→ Work task
Continue the blog post about driving in the UK, picking up right after its last sentence.

Segment Start: Quoted passage

Saturday, January 30, 2010

driving across the pond

driving across the pond is so different than driving in the states. obvious difference being that the driver's side is on the right rather than the left therefore one drives on the left.

also, and this lucky for me personally being my first time driving abroad: UK drivers are not road rage maniacs. in fact everyone seems to drive as a community; roads aren't always primo, traffic can be horrendous but hey, we're all in this together, so let's at the very least make everyone's driving experience today a good one. and this itself is AWESOME. no one rides your car's rear end for miles. everyone is fairly patient. no one cuts you off. everyone lets you merge. no one thinks they are entitled to make it through a light blocking oncoming traffic. it's just much more . . . civil.

example: though i learned to drive fairly well in the UK, i could not park for s#!%. don't know why, because it's not my regular car or perhaps the parking spaces are smaller than their US counterparts but nonetheless, parking proved difficult for me. at the sainsbury parking structure it took me 6 attempts to get the nissan note into my chosen parking space. even my 4 year old twins asked me why parking was taking me so long. and since lanes are narrow narrow, i was holding up traffic coming AND going. awesome.

after finally manouerving the car into the free space, i expected an angry mob of cars to drive past me with middle fingers shoved up against windows, profanties shouted through open or even closed windows by irate, red-faced drivers as well as the inevitable driver who likes to give you the long honk that says "you are a terrible driver and have thus ruined my day making me late. you suck".

nope. nada. zip. zilch. zero. not one single honk during the entire 6 tries.

Segment End: Quoted passage
Segment Start: Supplied entries

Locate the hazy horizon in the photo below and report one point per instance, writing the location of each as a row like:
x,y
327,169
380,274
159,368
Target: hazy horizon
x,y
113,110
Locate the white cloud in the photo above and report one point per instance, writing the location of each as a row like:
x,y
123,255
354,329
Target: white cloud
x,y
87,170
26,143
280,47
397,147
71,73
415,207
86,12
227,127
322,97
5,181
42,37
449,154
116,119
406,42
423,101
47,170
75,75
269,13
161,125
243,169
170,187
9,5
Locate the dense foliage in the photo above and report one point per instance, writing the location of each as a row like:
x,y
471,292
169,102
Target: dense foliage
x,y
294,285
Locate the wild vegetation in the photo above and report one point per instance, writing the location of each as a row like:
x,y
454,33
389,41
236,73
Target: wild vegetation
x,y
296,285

Segment End: Supplied entries
Segment Start: Supplied entries

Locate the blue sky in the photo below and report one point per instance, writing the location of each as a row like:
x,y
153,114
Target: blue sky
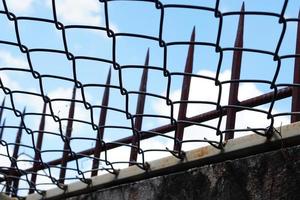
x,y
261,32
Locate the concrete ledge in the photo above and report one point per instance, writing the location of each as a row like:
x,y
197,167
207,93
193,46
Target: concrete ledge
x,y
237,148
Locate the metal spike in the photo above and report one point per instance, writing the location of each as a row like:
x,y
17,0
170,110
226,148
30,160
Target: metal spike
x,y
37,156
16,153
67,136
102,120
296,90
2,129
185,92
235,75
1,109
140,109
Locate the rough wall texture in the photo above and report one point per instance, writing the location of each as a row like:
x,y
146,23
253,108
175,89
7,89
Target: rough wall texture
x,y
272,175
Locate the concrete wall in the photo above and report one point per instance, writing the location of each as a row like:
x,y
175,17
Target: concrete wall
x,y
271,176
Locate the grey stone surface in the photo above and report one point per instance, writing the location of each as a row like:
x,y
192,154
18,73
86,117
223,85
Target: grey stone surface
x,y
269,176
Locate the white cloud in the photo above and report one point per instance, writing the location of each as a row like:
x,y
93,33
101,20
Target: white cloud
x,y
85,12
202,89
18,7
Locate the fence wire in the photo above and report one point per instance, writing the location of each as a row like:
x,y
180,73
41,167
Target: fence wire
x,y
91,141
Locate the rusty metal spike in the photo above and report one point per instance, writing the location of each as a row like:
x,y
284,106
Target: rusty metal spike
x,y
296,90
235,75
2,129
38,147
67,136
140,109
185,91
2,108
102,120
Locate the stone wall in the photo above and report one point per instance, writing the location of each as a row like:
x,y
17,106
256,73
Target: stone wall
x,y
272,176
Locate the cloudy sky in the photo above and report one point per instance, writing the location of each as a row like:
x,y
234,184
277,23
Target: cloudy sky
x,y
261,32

Segment End: Supplied entries
Segment Start: Supplied entries

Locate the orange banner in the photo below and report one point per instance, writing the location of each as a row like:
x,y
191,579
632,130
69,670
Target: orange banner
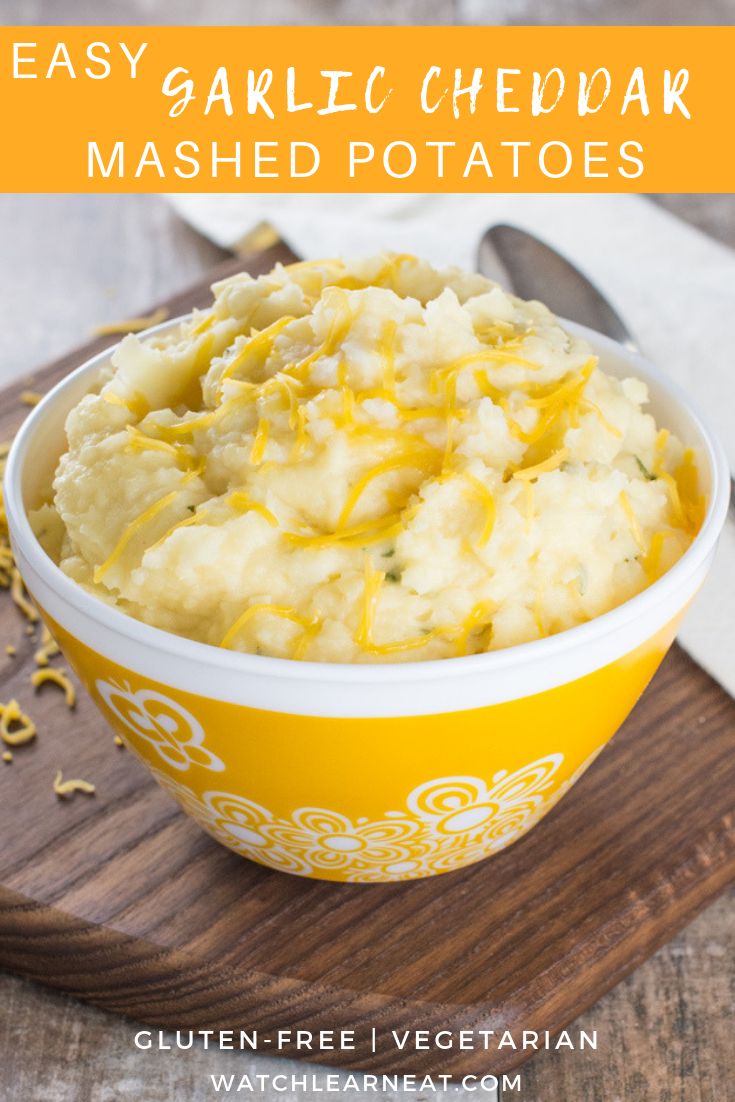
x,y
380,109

Segment End: Supplied entries

→ Exercise response
every waiting driver/car drove past with me mouthing 1000 apologies and what i got in return was smiles and "no worries mate. cheers!" me: absolutely flabbergasted. because back in the states, every single one of those drivers who i held up with my awful parking skillz would have stopped, rolled down their window and given me a profanity laden tirade until they felt that i had sufficiently "paid" for wasting their precious time. then i would have been given the finger as they sped up and i ate dust. oh, you americans can learn something from this!

signage is also awesome on the UK motorways. enormous signs with even more humongous lettering letting you know a more calm traffic configuration lies ahead, that there are lanes merging from your left, that the motorway is shrinking to 2 lanes instead of 3, so sorry that, that your exit is coming up in 3 hatch marks, and that the rest stop ahead has a costa coffee.
their signage is so fantastic, i now wish i had the foresight to have documented some of the awesome, HUGE motorway signs i saw for your edification.

also, apolozies will abound when there are road improvements being made. i mean it really. the sign will actually say "sorry for the inconvenience". in the states, drivers are lucky to even be informed that there is some sort of road work going on ahead, delaying the drive in to work, school or wherever. usually, we're just in the dark on such matters, cursing all traffic ahead of us.

i left bristol (or b'tol as i have come to refer my adopted city. a name purloined from the M4 turnoff) with a clean driving record: no tickets, no pedestrian, biker or pet deaths, no popped left side tires, no left side of the car scrapes and no angry mob of bristolians cursing my awful driving skillz.